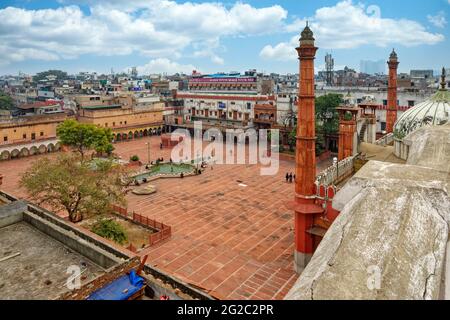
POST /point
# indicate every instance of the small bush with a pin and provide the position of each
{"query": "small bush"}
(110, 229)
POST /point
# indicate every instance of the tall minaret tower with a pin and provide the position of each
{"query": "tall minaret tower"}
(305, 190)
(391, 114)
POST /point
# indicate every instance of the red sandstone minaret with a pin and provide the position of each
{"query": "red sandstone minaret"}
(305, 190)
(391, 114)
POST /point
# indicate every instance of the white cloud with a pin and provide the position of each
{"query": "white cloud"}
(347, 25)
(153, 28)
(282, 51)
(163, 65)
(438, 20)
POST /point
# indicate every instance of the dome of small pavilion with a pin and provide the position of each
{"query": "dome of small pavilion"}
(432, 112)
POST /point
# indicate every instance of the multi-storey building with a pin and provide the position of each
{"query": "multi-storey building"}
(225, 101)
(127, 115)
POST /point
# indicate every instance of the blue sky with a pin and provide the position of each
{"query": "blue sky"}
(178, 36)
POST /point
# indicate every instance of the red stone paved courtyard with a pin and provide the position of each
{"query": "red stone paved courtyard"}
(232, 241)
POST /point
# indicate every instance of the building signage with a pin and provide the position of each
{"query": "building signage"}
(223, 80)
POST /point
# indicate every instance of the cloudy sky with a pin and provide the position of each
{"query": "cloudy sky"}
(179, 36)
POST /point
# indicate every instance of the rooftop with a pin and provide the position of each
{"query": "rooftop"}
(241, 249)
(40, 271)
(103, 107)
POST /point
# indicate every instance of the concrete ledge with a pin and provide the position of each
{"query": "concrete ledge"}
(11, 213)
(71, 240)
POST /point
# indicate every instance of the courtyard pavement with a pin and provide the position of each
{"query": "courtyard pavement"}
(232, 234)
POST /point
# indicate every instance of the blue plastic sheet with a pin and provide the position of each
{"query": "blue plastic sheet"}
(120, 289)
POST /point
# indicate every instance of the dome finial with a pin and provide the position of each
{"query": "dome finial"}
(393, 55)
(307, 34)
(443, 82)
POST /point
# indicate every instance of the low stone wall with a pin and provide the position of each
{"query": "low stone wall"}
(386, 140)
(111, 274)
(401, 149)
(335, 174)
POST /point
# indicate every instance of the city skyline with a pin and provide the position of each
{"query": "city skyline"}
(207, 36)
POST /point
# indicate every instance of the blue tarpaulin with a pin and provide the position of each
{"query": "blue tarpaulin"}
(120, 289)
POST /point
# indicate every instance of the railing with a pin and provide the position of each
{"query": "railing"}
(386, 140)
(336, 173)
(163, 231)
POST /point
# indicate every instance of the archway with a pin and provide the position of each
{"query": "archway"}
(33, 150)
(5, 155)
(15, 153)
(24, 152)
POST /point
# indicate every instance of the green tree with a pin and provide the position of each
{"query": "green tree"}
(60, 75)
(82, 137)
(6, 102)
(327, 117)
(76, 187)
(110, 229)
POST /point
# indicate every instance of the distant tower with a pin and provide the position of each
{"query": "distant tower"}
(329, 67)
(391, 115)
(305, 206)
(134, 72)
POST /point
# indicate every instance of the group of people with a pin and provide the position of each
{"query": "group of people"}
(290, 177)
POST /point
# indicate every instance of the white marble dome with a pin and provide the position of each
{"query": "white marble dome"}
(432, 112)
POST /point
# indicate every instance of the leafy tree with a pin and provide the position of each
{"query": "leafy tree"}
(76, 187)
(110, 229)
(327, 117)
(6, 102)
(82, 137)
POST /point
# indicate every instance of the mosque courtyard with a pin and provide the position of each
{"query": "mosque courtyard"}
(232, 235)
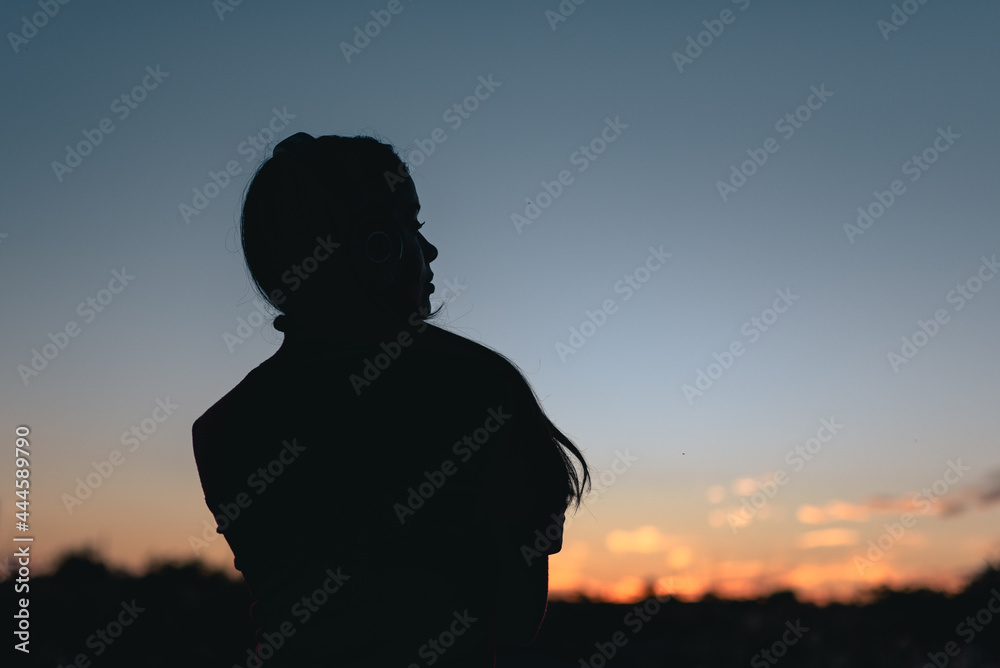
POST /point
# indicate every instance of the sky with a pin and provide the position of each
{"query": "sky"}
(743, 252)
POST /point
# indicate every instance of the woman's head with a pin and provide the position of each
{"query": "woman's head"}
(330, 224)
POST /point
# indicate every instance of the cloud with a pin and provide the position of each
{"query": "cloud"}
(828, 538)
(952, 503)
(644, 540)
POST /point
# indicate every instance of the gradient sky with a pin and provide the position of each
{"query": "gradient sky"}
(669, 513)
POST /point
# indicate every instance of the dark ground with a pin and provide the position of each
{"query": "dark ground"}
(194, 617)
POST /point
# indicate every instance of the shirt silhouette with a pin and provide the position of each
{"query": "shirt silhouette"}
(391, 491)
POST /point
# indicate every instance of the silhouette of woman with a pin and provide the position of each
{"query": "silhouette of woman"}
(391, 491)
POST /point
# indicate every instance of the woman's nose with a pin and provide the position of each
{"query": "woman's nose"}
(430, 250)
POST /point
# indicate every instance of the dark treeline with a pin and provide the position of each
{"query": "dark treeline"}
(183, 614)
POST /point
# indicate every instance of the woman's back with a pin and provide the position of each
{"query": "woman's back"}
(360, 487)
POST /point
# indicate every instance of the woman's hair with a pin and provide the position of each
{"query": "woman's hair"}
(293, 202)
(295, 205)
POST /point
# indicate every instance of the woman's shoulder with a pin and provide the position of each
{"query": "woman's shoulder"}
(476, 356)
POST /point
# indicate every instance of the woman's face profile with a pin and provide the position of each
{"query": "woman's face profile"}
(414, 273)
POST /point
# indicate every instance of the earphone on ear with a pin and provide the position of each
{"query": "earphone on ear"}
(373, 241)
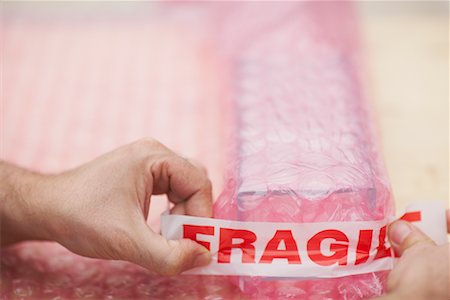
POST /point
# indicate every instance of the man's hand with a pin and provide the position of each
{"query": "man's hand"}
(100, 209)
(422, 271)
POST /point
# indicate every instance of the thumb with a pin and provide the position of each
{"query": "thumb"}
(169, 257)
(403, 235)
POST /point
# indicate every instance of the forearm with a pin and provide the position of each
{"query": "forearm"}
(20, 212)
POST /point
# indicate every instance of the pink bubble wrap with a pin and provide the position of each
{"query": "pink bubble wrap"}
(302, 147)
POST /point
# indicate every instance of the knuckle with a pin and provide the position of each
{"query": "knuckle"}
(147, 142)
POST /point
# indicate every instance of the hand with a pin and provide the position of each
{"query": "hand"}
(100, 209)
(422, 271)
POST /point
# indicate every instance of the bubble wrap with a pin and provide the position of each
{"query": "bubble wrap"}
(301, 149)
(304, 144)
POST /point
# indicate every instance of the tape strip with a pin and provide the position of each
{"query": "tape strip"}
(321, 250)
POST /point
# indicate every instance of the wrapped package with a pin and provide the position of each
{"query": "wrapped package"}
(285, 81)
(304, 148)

□ □ □ □ □

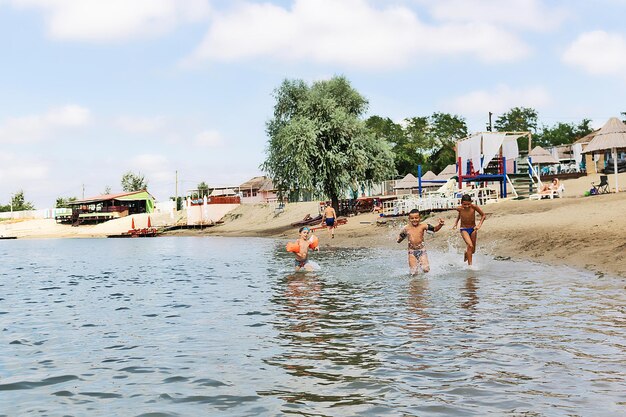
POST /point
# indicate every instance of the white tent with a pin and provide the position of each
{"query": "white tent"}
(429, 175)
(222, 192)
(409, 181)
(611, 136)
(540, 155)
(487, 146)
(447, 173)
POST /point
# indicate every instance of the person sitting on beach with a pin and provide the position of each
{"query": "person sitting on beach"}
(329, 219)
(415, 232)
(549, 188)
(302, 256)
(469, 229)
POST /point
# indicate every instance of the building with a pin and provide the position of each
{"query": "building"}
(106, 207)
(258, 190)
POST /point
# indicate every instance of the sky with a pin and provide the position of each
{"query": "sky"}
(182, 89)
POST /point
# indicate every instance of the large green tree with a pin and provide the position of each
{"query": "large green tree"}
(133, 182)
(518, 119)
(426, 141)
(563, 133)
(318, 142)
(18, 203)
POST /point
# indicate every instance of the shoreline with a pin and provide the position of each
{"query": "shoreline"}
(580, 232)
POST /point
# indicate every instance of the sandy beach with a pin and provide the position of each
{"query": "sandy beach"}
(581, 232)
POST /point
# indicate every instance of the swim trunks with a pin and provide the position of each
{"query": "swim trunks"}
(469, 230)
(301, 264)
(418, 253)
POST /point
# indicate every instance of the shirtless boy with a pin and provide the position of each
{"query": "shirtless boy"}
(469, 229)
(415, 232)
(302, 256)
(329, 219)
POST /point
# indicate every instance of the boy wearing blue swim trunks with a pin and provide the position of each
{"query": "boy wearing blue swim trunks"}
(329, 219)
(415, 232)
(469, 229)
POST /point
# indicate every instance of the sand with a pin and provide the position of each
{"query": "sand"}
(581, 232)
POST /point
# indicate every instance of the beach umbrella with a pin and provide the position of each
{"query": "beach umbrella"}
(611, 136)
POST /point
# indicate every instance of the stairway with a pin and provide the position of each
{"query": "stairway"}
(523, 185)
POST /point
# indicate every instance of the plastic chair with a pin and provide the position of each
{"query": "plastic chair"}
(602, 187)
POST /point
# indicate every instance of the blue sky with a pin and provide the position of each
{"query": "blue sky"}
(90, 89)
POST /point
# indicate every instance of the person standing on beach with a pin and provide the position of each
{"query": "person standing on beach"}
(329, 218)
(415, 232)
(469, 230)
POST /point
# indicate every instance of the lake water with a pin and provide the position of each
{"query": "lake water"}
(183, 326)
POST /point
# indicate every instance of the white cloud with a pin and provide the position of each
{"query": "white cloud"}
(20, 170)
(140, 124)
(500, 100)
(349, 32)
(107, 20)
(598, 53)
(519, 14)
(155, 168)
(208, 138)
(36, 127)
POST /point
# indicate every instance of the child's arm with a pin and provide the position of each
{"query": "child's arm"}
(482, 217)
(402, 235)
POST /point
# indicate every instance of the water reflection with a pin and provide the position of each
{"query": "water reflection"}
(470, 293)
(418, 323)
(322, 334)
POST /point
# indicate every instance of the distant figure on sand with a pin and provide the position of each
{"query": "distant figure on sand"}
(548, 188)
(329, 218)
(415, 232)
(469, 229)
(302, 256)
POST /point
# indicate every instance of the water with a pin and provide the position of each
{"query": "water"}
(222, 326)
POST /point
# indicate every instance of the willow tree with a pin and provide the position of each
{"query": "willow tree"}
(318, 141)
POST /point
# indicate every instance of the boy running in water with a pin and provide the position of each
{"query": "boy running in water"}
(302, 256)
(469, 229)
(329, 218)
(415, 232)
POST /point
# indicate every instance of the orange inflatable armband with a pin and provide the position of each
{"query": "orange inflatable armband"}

□ □ □ □ □

» Directions
Please collect every line in the records above that contains the word "pavement", and copy each such line in full. Treat uppercase and lowercase as different.

» Worked solution
# indicate every instance of the courtyard pavement with a pin and provide the position of each
{"query": "courtyard pavement"}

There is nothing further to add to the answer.